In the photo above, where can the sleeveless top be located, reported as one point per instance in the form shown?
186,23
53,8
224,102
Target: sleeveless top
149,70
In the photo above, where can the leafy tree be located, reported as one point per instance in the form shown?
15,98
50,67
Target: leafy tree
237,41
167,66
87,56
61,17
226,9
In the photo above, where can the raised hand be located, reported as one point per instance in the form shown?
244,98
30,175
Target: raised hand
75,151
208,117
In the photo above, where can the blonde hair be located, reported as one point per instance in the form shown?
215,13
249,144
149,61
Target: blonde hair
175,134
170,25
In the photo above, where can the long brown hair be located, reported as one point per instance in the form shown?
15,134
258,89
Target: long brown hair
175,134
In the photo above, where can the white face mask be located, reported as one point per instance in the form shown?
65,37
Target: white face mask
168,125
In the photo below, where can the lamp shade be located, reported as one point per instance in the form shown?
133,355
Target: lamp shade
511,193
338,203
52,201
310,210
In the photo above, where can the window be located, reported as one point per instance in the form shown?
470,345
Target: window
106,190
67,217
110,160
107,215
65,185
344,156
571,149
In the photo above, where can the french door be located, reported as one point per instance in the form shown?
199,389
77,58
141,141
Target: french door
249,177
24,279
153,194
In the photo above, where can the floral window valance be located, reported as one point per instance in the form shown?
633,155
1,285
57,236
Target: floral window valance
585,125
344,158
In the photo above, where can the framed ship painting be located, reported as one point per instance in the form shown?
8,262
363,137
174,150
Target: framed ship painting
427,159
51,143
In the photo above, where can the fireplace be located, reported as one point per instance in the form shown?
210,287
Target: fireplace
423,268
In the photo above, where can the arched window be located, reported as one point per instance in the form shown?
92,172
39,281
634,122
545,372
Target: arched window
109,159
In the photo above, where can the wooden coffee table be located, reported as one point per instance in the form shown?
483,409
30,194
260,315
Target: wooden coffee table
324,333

####

--- EXERCISE ---
The answer must be an exact transcription of every record above.

--- RESULT BELOW ---
In the photo above, where can the sleeveless top be located, reported as one point per instance in the form shown?
186,23
53,8
224,102
Target: sleeveless top
149,70
In the photo above, where can the leafy tree be located, reported as one point per instance in the form shown?
15,98
50,67
Target: leafy tree
237,41
167,66
87,56
61,17
226,9
In the photo above, where can the raised hand be located, reported as one point per instance in the form shown?
244,98
30,175
Target: raised hand
75,151
208,117
In the photo above, where can the blonde hair be located, reported as one point per instance in the form shown?
215,13
249,144
149,61
Target: blonde hair
175,134
170,25
In the photo above, where can the long brown hair be located, reported as one point per instance in the form shown?
15,134
258,89
Target: long brown hair
175,134
In the photo above, where can the white face mask be located, reported as one point per instance in the form shown?
65,37
Target: white face mask
168,125
In the photo below, where can the lamp shade be located, reported as one point per instance in the form shown?
133,355
Target: lamp shade
511,193
338,203
52,201
310,210
In the photo above, where can the window be located, reported as one point per instance in the form shown?
470,345
Target: window
106,190
67,217
110,160
107,215
65,185
344,156
571,149
In the photo above, where can the french door be located, reported as one point per instance in the form shown?
199,389
77,58
141,141
Target: french door
249,177
24,279
153,194
In the photo above, where can the floral window valance be located, reported as one point per instance in the form shown?
633,155
1,285
57,236
Target: floral window valance
585,125
344,158
In the photo above, where can the framed ship painting be located, reported as one point per instance in the form shown?
8,262
363,137
174,150
Target: framed ship painting
427,159
51,143
In the photo above, where can the fireplace be located, reported as one point per instance in the form shown?
210,287
Target: fireplace
423,268
In the photo above, where can the arched window be located, reported as one point per instance in the form shown?
92,172
39,281
634,122
545,372
Target: arched window
109,159
In the photo above, where can the wooden coffee table be located, reported as one point per instance in the form shown?
483,409
30,194
260,315
Target: wooden coffee table
324,333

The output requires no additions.